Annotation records
------------

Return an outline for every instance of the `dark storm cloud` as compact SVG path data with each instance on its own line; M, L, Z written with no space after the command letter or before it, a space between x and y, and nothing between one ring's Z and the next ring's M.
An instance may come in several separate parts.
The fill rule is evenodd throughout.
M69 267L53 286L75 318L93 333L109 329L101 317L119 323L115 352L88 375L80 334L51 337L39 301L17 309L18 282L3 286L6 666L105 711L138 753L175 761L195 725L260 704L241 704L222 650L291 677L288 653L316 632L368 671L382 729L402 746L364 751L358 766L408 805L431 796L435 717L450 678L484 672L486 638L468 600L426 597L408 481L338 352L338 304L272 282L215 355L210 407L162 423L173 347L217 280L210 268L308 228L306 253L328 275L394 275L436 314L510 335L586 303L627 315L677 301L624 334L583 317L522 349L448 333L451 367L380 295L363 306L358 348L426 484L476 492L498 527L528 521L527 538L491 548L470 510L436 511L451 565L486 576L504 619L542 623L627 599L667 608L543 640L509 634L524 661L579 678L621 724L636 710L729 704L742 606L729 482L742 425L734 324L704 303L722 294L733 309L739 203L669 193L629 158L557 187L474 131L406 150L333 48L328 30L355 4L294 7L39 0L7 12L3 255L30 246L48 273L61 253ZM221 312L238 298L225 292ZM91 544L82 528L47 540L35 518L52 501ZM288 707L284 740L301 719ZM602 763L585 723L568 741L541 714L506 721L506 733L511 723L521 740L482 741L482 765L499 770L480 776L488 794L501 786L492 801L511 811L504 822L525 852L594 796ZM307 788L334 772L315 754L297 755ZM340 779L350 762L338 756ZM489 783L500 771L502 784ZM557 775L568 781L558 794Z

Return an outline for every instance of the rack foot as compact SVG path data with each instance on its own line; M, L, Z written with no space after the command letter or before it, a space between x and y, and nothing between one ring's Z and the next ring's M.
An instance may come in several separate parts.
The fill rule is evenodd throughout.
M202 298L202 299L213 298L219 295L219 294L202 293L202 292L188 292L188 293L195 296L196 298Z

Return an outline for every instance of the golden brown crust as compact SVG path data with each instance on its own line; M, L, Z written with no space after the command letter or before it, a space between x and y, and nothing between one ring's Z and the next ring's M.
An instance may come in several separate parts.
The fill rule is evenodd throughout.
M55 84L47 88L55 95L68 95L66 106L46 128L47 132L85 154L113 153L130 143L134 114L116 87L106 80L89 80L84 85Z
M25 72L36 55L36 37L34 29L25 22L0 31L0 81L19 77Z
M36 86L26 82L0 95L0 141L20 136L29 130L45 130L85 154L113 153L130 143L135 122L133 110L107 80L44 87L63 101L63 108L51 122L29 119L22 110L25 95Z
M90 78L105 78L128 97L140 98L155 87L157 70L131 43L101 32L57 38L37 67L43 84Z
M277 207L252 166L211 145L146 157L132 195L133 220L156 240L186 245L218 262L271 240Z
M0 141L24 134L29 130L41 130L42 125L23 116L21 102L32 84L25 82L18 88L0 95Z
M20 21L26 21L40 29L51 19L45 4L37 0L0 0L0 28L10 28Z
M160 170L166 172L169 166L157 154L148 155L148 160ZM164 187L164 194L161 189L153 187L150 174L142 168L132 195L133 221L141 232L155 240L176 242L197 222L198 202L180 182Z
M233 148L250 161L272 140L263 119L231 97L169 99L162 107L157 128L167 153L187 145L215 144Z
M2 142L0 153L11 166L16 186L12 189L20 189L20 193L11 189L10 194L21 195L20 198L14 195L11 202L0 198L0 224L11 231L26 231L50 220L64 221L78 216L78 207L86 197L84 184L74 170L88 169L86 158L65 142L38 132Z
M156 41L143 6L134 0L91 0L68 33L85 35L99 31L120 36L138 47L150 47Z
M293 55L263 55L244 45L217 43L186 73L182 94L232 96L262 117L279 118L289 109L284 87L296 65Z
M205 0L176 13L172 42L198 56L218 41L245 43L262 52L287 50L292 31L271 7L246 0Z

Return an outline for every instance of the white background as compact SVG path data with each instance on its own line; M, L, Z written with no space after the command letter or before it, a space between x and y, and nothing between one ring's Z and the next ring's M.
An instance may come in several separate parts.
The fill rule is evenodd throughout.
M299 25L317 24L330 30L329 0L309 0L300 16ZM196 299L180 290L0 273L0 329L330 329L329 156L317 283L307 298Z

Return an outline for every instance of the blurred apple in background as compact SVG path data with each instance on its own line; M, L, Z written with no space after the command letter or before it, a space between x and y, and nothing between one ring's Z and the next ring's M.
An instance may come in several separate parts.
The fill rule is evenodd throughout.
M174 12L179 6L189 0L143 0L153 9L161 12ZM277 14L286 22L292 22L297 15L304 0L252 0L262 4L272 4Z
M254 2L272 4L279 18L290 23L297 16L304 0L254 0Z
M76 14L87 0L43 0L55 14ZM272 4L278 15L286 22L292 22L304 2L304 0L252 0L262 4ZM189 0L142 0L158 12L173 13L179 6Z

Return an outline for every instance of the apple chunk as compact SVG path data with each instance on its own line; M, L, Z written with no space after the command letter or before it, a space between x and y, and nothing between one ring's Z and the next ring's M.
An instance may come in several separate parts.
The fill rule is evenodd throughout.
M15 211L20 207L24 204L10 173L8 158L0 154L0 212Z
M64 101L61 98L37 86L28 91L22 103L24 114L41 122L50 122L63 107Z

------------

## Task instructions
Convert all of the material above into a two-column CSV with the header row request,answer and one row per request. Put the request text and its full answer each in a single quoted field, and replace every line break with a space.

## Exercise answer
request,answer
"Return an outline for every instance of the `dark storm cloud` as compact SVG path data with each instance on its own line; M, L, Z written with no space after the command letter or before it, a space between x and y, and nothing between one ring's Z and the next ring's M. An instance may come in several separate parts. The fill rule is evenodd throughout.","M69 267L53 286L75 318L93 333L109 329L101 317L119 323L115 352L88 375L80 334L51 337L39 301L17 309L18 282L3 286L6 666L105 711L138 753L175 761L195 725L260 704L241 704L222 650L291 677L288 653L316 632L368 671L382 729L402 746L364 751L358 766L408 805L431 796L435 717L450 678L484 672L486 638L468 600L426 597L408 481L338 352L338 304L272 282L215 355L210 407L162 423L173 347L217 280L210 268L308 228L306 253L328 275L394 275L436 314L510 335L586 303L627 315L677 301L624 334L583 317L522 349L448 333L451 367L380 295L363 306L358 348L426 484L476 492L498 527L528 521L527 538L491 548L470 510L436 511L451 565L486 576L504 619L542 623L627 599L667 608L543 640L509 634L524 661L579 678L621 724L636 710L729 704L742 606L729 482L742 425L734 324L704 303L722 294L733 309L739 203L669 193L629 158L557 187L474 131L406 150L333 48L328 30L355 4L294 7L39 0L7 12L3 255L30 246L48 273L61 253ZM221 312L238 298L225 292ZM91 544L82 528L47 540L35 518L52 501ZM288 707L284 740L301 719ZM602 763L585 723L568 741L541 714L506 721L506 733L511 723L521 740L482 741L482 765L499 770L480 776L488 794L501 786L492 801L511 811L504 822L525 852L594 796ZM307 788L334 772L315 754L297 755ZM340 779L350 762L338 756ZM489 783L500 771L502 784ZM557 775L568 781L558 794Z"
"Return an outline for every instance of the rack foot as compact SVG path data with each instance on its own line; M, L, Z written with no space after the command letter or before it, a space between x and y, and nothing between one ring's Z and the next ring's M. An instance may come in several separate parts. The fill rule is evenodd throughout.","M202 298L202 299L213 298L219 295L219 294L202 293L202 292L188 292L188 293L195 296L196 298Z"
"Return an outline for every instance of the golden brown crust as compact SVG path data with each instance on its own line; M, L, Z written with no space after the command letter or before it, a space between x and y, and nothing between one ring's Z and the next ring's M. An instance may come in several separate parts. The fill rule is evenodd throughout.","M55 84L47 88L55 95L68 95L66 106L46 128L47 132L85 154L113 153L130 143L134 114L116 87L106 80L89 80L84 85Z M25 72L36 55L36 37L34 29L25 22L0 31L0 81L19 77Z M36 86L26 82L0 95L0 141L20 136L29 130L45 130L85 154L113 153L130 143L135 122L133 110L107 80L44 87L63 101L63 108L51 122L29 119L22 110L25 95Z M90 78L105 78L128 97L140 98L155 87L157 70L131 43L101 32L57 38L37 67L43 84Z M277 207L252 166L211 145L146 157L132 195L133 220L156 240L186 245L218 262L271 240Z M0 141L24 134L29 130L41 130L42 125L23 116L21 102L32 84L25 82L18 88L0 95Z M20 21L26 21L40 29L51 19L45 4L37 0L0 0L0 28L10 28Z M160 170L166 172L169 166L157 154L148 155L148 160ZM164 187L164 194L161 189L153 187L150 174L142 168L132 195L133 221L141 232L155 240L176 242L197 222L198 202L180 182Z M233 148L250 161L272 140L263 119L231 97L169 99L162 107L157 128L167 153L187 145L215 144Z M2 142L0 153L11 166L16 186L12 189L20 189L20 193L11 189L10 194L21 195L20 198L14 195L11 202L0 198L0 224L11 231L26 231L50 220L64 221L78 216L78 207L86 197L84 184L74 170L88 169L86 158L65 142L38 132Z M156 41L143 6L134 0L91 0L68 33L85 35L99 31L120 36L138 47L150 47Z M293 55L263 55L244 45L217 43L186 73L182 94L232 96L262 117L279 118L289 109L284 87L296 65Z M205 0L176 13L172 42L198 56L218 41L245 43L262 52L287 50L292 31L271 7L246 0Z"
"Return an outline for every instance of the white background as compact SVG path data with each instance on its own line; M, L, Z written with no space after the command letter or before it, a space between x and y, and nothing between one ring's Z and the next ring's M. An instance may come in several separate parts. The fill rule is evenodd throughout.","M299 25L317 24L330 30L329 0L309 0L300 16ZM196 299L180 290L0 273L0 329L330 329L329 156L317 283L307 298Z"
"Return an outline for every instance of the blurred apple in background as compact SVG path data with each instance on its own line; M, L, Z written with no space after the command letter or before it, a space between x and y, and nothing between one ring's Z and the next ring's M. An instance may come in several separate parts. The fill rule is evenodd throughout.","M174 12L179 6L189 0L143 0L153 9L161 12ZM277 14L286 22L292 22L297 15L304 0L252 0L262 4L272 4Z M254 2L272 4L279 18L290 23L297 16L304 0L254 0Z M76 14L87 0L43 0L55 14ZM272 4L278 15L286 22L292 22L304 2L304 0L252 0L262 4ZM189 0L142 0L158 12L173 13L179 6Z"
"Return an outline for every instance of the apple chunk as compact SVG path data with each instance on its own line; M, L, Z written with no space after the command letter or before it, a space between x and y, and nothing between one ring's Z and the next ring's M. An instance may come in several separate parts. The fill rule is evenodd throughout.","M15 211L20 207L24 204L10 173L8 158L0 154L0 212Z M64 101L61 98L37 86L28 91L22 103L24 114L41 122L50 122L63 107Z"